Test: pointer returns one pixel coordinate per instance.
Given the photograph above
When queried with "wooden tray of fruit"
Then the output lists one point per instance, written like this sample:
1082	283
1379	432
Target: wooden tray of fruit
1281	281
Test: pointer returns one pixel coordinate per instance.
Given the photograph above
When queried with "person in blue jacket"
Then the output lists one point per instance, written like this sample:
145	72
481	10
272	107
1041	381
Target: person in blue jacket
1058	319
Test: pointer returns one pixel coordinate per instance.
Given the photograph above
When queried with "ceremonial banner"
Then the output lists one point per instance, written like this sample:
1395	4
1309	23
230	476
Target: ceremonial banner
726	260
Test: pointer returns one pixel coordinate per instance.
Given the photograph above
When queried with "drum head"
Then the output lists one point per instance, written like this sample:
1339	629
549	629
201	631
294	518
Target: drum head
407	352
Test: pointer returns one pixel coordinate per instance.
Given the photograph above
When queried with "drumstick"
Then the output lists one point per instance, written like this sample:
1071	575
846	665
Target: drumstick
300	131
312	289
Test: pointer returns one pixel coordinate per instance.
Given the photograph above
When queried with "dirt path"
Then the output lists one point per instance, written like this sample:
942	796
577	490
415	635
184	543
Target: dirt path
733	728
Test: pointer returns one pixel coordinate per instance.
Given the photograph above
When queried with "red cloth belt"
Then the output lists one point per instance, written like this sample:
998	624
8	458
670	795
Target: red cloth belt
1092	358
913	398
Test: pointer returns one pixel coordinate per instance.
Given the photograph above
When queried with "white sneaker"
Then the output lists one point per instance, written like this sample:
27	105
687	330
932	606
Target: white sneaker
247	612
—————
Copy out the whole listing exactly; please set it all down.

**SOLVED PROBLEM:**
Test: pointer returns one pixel coordinate per instance.
Given the photograph above
When queried with "wooden tray of fruit"
Then the output lists one point per instance, written like this sample:
1082	283
1379	432
Target: wooden tray of fruit
1281	281
Test: pointer returns one pixel coordinate per instance.
Given the photograph above
When queried with "person in blue jacket"
Then the output lists one point per instance, written like this sample:
145	72
481	10
272	107
1041	381
Target: person in blue jacket
1058	319
Test: pointer returns one pixel coordinate per instance.
Given the photograph above
When queried with "ceremonial banner"
Then the output lists one point per instance, written like this sample:
1395	4
1309	23
230	476
Target: ceremonial banner
726	260
Test: pointer returns one pixel coordinate per instance.
Given the photograph above
When queried with "drum head"
Then the output lists one point per instance, written like this sample:
1339	629
549	629
201	631
294	518
Target: drum head
407	352
Test: pointer returns one pixel coordinate per instance.
Given the photograph above
When queried with "drumstick"
Then the output lists one point per instance, written like this sample:
1071	575
846	665
Target: drumstick
300	131
312	289
Test: pointer returns one pixel coordinate per instance.
Given the photograph above
When queried with "dirt path"
Then the output lists one point per instance, written like this sample:
942	796
577	490
415	635
184	543
Target: dirt path
733	728
Test: pointer returns one pixel coordinate per instance.
Given the photograph above
When queried with "red cloth belt"
Then the output lists one point per instance, written like this sample:
998	624
8	458
670	795
Target: red cloth belt
1092	358
913	398
Test: pointer returns one pixel coordinate per instance.
Given the photograph above
When queried with "white sneaker"
Then the output lists one point per instance, written like this sample:
27	105
687	330
932	606
Target: white sneaker
247	612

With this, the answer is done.